Objective
Can you write out the listing below word for word, leaving out the pictures?

>> begin Data provided

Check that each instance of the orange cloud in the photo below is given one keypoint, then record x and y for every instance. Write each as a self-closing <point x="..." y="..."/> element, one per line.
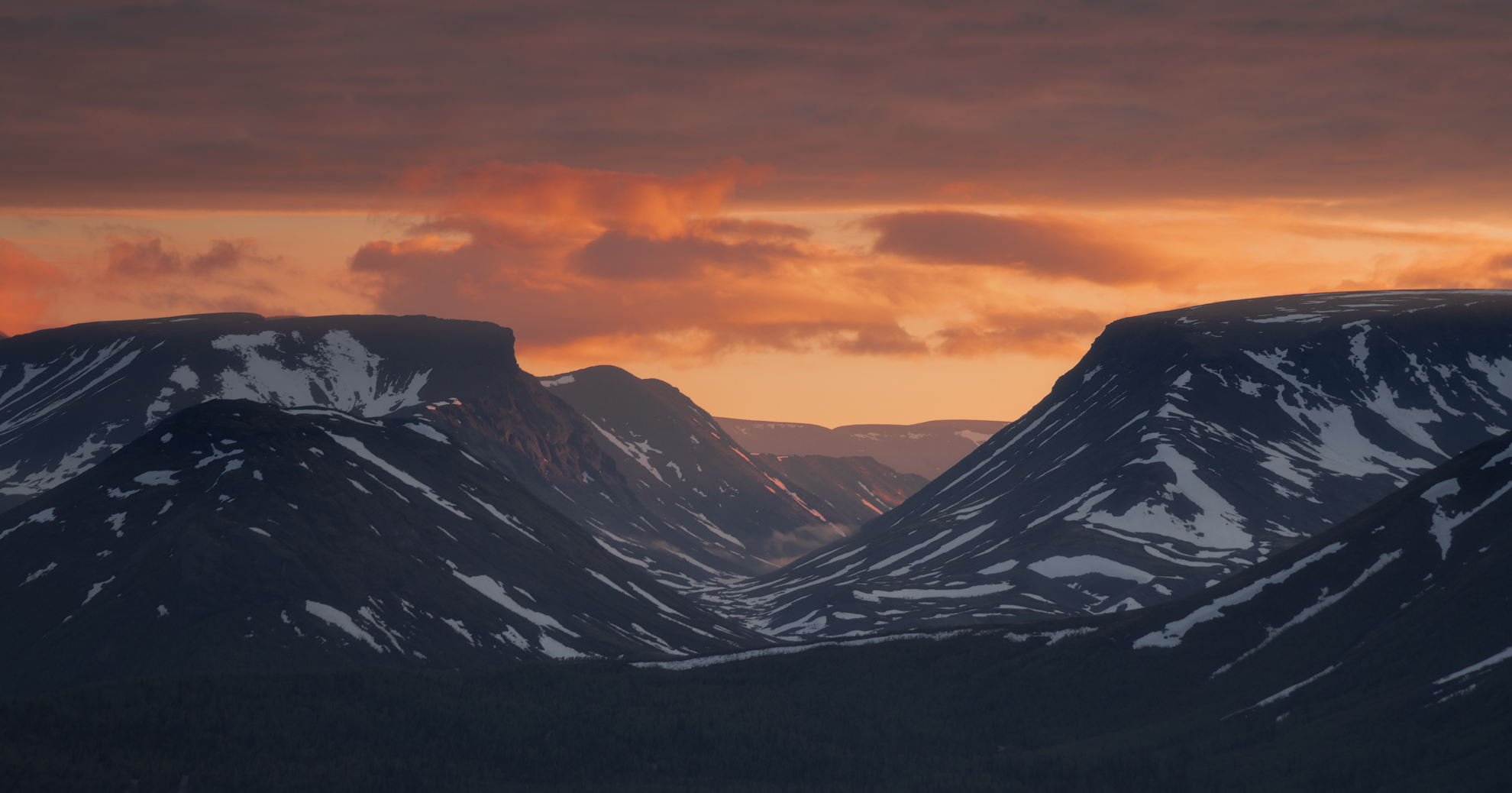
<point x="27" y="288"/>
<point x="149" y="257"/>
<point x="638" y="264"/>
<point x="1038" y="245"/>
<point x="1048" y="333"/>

>> end Data provided

Solution for this exercise
Check that each instance of the orange cloud in the photo below is given one keypoint, then record x and y for every instance. Write each as a self-closing <point x="..." y="..."/> element, one per line.
<point x="27" y="288"/>
<point x="149" y="257"/>
<point x="638" y="264"/>
<point x="1038" y="245"/>
<point x="1048" y="333"/>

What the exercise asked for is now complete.